EXTRACTED RECORDS start

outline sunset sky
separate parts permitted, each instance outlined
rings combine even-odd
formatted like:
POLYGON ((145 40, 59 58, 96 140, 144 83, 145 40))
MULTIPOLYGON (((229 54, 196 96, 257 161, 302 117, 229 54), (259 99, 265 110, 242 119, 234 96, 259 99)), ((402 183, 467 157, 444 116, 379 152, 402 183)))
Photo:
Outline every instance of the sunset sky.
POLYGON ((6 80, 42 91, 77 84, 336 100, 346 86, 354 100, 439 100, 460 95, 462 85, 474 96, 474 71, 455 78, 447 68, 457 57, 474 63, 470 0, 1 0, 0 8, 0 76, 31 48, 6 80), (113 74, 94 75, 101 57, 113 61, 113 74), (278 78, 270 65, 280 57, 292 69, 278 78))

EXTRACTED RECORDS end

TASK INSTRUCTIONS: Please find each of the lines above that contains the word "instance" and copy those lines out in full. Case counts.

TASK SOLUTION:
separate parts permitted, each instance outlined
Outline every instance of the sunset sky.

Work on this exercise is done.